• _Exercise objective_
Print the listing from its top line through the line containing "Question. Indicate a single point on every instance of the porch", nothing more, and leave out the pictures.

• _Extracted material_
*** Begin section ***
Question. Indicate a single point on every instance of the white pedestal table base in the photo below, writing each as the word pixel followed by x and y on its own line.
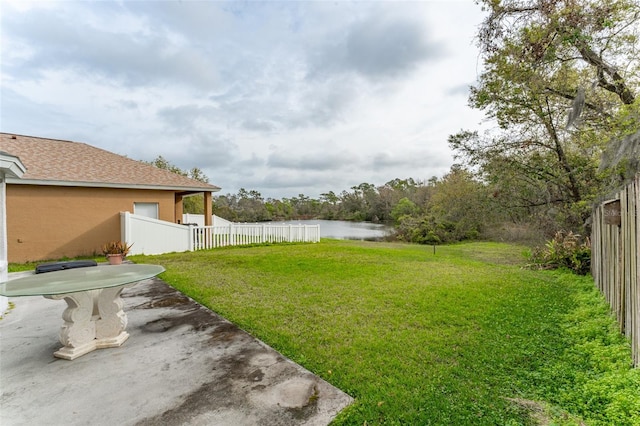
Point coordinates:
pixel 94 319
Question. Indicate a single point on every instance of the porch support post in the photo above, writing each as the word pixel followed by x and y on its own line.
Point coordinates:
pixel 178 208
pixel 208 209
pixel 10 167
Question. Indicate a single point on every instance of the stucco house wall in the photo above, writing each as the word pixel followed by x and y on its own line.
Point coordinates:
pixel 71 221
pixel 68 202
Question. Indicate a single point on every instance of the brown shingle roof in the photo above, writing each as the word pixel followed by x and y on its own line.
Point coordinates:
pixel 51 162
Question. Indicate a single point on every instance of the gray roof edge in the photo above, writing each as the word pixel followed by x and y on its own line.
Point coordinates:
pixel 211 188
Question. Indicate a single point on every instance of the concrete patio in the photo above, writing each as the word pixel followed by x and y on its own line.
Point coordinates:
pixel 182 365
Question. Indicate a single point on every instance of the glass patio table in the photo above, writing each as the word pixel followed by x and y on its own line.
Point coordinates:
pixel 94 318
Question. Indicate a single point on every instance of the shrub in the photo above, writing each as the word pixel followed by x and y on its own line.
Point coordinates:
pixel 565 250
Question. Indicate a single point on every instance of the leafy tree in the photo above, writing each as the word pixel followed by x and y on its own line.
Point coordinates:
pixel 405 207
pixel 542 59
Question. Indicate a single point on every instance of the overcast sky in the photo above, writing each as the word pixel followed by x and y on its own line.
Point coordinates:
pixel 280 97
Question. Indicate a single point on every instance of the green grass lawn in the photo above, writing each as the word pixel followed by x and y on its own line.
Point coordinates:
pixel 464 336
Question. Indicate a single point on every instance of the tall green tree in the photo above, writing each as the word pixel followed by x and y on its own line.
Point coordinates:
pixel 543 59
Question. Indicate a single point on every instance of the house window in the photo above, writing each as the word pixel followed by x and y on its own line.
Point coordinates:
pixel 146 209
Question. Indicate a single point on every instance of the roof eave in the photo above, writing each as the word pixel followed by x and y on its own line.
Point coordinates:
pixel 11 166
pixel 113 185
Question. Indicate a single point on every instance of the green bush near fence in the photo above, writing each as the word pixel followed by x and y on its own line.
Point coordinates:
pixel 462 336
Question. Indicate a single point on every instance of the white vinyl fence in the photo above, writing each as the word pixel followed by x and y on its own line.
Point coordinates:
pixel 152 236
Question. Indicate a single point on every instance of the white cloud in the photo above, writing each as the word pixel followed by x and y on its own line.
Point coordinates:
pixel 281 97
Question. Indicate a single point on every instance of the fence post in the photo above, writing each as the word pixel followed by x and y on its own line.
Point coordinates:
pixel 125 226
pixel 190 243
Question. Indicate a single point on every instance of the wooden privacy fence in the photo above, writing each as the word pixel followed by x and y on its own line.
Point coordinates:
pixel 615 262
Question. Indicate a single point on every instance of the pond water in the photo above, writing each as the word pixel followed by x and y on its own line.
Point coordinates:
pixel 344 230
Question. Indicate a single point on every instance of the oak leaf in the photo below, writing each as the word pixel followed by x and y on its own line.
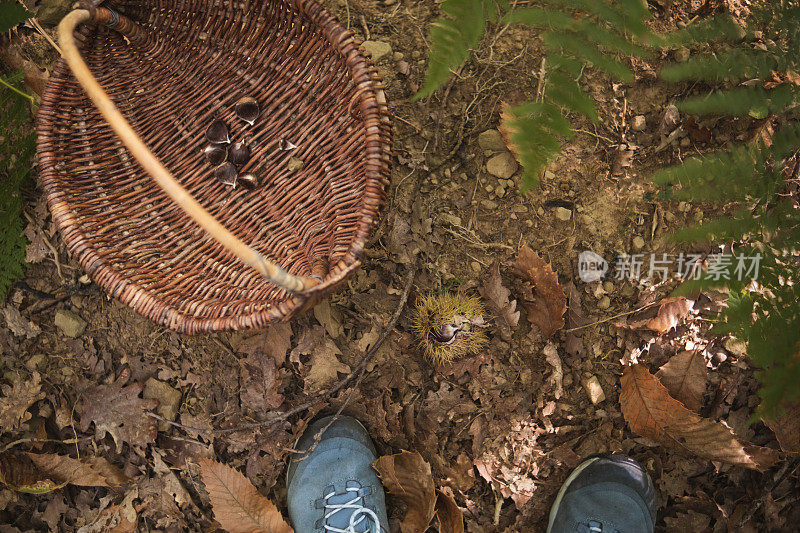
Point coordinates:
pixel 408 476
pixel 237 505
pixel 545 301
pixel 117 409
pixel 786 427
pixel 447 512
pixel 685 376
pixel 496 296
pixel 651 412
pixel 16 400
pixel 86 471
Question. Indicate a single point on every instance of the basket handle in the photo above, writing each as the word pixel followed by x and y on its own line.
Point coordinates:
*** End section ***
• _Written solution_
Question. Indicate a single point on every instance of the white pedestal table base in the photo below, writing each as the word pixel followed by x and y on its own line.
Point coordinates:
pixel 94 319
Question. Indicate a single point on every instance of the porch support post in the photo above, writing each as the word pixel followed by x and y on its own line.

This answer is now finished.